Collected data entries
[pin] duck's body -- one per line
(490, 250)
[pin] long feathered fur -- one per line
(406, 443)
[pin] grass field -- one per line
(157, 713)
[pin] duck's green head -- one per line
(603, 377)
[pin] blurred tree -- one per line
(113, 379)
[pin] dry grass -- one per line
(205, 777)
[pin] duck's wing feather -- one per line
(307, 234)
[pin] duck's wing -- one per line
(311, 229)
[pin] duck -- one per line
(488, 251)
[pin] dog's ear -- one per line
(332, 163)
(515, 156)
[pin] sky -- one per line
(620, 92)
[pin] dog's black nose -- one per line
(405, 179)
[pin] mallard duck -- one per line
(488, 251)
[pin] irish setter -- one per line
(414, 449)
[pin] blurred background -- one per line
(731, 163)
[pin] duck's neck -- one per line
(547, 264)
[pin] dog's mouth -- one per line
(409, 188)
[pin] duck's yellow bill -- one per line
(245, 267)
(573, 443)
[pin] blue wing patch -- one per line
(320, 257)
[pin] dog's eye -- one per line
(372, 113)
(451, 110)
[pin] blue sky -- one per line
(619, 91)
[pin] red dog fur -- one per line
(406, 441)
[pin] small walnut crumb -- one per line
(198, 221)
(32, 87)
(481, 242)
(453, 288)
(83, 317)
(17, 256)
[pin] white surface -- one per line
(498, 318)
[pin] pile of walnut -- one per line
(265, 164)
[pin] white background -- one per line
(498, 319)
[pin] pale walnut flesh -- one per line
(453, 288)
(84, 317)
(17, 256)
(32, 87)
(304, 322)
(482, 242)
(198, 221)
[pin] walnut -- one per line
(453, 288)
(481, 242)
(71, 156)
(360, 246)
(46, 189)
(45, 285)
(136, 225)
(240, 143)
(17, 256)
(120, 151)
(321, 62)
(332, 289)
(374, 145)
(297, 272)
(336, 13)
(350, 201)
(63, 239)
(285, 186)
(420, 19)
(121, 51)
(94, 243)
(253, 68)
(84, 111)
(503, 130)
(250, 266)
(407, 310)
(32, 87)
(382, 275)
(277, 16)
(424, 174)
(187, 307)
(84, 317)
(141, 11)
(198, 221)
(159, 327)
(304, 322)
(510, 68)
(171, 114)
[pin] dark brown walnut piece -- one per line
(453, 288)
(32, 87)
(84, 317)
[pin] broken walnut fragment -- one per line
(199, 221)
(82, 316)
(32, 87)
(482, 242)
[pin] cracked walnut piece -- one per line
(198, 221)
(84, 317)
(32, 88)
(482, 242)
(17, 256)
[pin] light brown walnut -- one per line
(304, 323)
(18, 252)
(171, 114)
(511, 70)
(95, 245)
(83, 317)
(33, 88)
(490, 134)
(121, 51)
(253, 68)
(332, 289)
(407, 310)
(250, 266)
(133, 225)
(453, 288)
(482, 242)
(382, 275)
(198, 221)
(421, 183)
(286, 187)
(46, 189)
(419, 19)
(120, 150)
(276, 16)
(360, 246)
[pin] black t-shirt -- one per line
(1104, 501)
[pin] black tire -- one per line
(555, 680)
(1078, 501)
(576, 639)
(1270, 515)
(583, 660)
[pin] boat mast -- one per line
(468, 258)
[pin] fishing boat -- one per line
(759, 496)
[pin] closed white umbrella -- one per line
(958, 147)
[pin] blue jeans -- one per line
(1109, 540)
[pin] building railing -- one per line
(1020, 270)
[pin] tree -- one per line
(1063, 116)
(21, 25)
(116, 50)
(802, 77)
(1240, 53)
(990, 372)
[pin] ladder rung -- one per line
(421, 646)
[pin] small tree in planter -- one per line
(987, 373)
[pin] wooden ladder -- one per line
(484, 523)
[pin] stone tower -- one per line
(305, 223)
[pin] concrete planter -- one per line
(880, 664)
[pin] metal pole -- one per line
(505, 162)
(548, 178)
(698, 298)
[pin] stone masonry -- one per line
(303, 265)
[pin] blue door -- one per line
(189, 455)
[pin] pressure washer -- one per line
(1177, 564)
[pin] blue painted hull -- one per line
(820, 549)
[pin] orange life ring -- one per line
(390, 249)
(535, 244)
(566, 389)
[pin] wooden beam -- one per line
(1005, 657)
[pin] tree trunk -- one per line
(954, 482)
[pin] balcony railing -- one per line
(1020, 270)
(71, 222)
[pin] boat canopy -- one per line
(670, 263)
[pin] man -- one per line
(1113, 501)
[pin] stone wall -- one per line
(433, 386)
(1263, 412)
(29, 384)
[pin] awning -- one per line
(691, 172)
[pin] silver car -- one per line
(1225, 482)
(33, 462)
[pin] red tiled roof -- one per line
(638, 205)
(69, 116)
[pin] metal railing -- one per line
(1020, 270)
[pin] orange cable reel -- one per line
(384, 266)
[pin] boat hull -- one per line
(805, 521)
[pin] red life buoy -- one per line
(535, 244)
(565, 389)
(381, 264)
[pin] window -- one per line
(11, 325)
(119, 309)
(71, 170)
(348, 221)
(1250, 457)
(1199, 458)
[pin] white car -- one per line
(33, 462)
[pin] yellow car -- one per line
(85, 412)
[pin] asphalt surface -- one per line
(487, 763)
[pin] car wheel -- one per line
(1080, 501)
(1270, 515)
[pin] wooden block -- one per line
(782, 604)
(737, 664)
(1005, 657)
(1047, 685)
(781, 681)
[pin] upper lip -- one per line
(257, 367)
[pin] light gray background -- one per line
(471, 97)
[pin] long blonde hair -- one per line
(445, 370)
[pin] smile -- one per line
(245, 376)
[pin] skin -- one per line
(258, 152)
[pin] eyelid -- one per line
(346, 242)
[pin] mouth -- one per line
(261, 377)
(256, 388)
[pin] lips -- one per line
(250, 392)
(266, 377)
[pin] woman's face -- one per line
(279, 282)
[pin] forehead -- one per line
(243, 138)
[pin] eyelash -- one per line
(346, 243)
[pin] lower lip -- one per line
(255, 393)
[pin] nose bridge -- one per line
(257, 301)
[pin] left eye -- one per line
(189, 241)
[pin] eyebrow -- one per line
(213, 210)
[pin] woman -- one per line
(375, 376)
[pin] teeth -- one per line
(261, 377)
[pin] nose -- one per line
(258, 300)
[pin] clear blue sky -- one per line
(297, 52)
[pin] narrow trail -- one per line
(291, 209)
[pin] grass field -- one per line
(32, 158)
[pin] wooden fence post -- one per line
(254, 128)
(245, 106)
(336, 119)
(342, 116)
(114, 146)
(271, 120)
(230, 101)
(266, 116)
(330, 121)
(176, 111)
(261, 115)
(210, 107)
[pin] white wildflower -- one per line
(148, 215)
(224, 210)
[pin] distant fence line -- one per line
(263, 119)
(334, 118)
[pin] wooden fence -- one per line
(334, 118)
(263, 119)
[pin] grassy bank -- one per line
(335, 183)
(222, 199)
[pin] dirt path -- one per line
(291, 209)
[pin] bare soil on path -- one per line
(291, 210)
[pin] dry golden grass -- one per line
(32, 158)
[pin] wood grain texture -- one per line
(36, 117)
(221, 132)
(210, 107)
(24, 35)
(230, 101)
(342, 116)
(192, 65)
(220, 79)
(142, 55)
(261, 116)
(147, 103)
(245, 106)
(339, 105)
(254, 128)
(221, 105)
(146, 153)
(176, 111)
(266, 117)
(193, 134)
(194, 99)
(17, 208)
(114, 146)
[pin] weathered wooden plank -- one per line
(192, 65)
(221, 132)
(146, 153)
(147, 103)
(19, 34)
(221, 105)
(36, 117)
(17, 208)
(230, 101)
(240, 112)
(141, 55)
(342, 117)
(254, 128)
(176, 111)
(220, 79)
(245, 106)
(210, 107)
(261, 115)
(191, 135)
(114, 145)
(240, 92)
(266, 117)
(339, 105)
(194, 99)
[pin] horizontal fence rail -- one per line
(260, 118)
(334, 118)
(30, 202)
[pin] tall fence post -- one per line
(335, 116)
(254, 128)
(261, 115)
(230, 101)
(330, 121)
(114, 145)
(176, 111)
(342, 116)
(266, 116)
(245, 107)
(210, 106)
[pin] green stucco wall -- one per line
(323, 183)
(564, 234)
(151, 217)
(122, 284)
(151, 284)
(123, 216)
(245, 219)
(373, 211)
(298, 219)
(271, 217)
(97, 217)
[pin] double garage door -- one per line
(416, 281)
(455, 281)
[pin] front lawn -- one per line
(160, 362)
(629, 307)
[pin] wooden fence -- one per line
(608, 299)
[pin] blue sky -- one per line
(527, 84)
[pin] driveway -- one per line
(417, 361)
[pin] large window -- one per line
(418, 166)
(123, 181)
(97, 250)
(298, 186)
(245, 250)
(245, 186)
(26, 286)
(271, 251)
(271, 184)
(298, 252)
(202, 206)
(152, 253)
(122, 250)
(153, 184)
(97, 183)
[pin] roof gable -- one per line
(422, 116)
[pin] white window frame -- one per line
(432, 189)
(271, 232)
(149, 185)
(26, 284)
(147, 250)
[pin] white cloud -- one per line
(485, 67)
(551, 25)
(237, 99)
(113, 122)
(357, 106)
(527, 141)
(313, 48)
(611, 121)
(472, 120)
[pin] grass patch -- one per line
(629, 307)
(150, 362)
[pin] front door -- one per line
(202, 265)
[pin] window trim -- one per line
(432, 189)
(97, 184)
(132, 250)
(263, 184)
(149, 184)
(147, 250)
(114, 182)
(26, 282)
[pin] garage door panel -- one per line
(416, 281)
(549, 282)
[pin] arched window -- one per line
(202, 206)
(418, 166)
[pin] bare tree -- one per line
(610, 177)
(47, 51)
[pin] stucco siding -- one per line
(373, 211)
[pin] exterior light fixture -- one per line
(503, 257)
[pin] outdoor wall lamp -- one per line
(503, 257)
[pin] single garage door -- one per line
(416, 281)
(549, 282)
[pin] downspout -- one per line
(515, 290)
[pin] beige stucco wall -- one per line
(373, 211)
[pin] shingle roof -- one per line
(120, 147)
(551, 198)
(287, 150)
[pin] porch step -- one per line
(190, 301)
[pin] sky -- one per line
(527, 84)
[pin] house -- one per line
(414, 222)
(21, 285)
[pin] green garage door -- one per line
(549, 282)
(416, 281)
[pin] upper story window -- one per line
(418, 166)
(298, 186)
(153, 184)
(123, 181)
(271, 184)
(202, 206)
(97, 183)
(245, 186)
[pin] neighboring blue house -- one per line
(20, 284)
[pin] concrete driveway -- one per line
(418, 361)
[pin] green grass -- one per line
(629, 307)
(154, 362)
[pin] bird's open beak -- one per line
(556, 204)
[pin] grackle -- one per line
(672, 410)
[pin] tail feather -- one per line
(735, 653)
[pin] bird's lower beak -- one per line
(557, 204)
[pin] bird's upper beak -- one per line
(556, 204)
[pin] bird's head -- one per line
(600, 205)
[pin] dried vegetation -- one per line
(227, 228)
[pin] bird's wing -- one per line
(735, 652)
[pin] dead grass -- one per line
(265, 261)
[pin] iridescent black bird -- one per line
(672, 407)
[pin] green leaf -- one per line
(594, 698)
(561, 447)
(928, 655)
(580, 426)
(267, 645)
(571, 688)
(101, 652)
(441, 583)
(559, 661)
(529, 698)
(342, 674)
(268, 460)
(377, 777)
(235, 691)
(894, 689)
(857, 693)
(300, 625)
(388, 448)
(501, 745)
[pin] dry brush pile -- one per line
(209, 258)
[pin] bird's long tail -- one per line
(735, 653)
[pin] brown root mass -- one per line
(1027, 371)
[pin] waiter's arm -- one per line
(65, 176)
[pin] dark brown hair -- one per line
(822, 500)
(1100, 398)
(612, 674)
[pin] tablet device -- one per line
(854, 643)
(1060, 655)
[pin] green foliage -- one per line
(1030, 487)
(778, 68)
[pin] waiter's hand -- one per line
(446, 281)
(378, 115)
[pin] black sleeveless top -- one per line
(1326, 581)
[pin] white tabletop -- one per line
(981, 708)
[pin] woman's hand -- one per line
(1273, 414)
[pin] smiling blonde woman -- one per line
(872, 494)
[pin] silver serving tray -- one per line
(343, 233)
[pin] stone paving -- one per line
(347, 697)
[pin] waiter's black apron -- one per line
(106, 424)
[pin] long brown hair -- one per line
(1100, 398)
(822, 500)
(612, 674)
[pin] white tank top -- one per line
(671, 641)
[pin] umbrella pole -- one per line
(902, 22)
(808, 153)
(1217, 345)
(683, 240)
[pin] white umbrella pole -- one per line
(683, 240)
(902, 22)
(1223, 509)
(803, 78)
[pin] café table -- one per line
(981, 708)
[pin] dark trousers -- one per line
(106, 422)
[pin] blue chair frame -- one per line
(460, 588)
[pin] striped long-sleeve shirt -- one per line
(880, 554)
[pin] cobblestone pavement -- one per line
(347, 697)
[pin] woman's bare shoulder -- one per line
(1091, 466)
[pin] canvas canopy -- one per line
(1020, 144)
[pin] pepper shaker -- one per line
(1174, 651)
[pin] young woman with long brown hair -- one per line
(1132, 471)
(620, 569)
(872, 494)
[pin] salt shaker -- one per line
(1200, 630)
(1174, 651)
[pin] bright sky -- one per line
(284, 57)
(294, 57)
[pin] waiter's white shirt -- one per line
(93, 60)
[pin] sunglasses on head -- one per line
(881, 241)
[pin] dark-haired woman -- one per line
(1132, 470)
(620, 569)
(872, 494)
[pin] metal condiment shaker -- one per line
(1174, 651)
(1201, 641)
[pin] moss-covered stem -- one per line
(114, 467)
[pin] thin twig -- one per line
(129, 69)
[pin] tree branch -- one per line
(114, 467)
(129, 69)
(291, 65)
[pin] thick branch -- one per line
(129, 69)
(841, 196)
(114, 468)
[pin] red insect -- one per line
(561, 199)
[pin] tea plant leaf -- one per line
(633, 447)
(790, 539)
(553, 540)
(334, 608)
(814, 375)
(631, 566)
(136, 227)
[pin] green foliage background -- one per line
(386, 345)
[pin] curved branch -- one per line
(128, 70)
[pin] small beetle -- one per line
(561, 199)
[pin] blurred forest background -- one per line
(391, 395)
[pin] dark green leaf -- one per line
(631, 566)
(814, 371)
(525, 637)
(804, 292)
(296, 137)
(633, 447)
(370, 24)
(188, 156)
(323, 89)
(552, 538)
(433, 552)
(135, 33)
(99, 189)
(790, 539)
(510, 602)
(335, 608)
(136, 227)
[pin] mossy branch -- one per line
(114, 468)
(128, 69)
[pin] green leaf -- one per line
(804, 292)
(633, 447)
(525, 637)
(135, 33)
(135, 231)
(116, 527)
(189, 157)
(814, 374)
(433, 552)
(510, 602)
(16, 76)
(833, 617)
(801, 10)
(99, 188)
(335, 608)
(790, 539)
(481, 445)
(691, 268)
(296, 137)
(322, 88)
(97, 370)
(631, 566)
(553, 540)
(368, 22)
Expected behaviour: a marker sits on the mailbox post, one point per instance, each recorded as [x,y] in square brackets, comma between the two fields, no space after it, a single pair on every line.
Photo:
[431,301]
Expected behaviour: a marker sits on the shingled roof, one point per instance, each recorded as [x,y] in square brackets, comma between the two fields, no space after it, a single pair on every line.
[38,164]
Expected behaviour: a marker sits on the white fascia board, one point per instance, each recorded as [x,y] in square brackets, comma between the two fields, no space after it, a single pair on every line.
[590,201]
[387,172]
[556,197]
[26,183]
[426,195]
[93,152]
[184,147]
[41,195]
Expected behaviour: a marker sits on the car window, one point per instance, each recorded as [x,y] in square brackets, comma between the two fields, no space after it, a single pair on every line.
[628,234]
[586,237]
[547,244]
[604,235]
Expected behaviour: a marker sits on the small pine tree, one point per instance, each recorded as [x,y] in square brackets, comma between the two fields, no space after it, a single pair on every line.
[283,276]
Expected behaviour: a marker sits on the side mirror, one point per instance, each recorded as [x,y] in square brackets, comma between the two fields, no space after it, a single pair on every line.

What you have to do: Repeat exactly, and only, the lines from the line with "[pin] mossy branch -- one per line" through the end of the listing above, both ends included.

The reply:
[pin] mossy branch -- one per line
(114, 468)
(128, 69)
[pin] green leaf -- one per line
(804, 292)
(633, 447)
(525, 637)
(135, 33)
(135, 231)
(116, 527)
(189, 157)
(814, 374)
(433, 552)
(510, 602)
(16, 76)
(833, 617)
(801, 10)
(99, 188)
(335, 608)
(790, 539)
(481, 445)
(691, 268)
(296, 137)
(322, 88)
(97, 370)
(631, 566)
(553, 540)
(368, 22)
Expected behaviour: a marker sits on the mailbox post, one point per instance, each recorded as [x,y] in square brackets, comma between the two fields, no space after it, a single pair on every line.
Photo:
[431,301]
Expected behaviour: a marker sits on the shingled roof, one point per instance, each recorded as [x,y] in square brackets, comma between the two fields, no space after it, a single pair on every line.
[38,164]
Expected behaviour: a marker sits on the white fascia board, one point per instance, each recorded as [x,y] in square brackets, comma between the two fields, no space after it, a single pair on every line.
[590,201]
[387,172]
[556,197]
[26,183]
[426,195]
[93,152]
[184,147]
[41,195]
Expected behaviour: a marker sits on the car window, one point per instance, each recorded as [x,y] in square brackets, comma between the two fields, no space after it, a single pair on every line.
[628,234]
[586,237]
[547,244]
[604,235]
Expected behaviour: a marker sits on the small pine tree, one point per instance, each recorded as [x,y] in square brackets, comma between the two fields, no space after it, a single pair on every line.
[283,276]
Expected behaviour: a marker sits on the side mirror, one point per instance, each recorded as [x,y] in square brackets, comma between the two fields, no space after it, a single pair on every line.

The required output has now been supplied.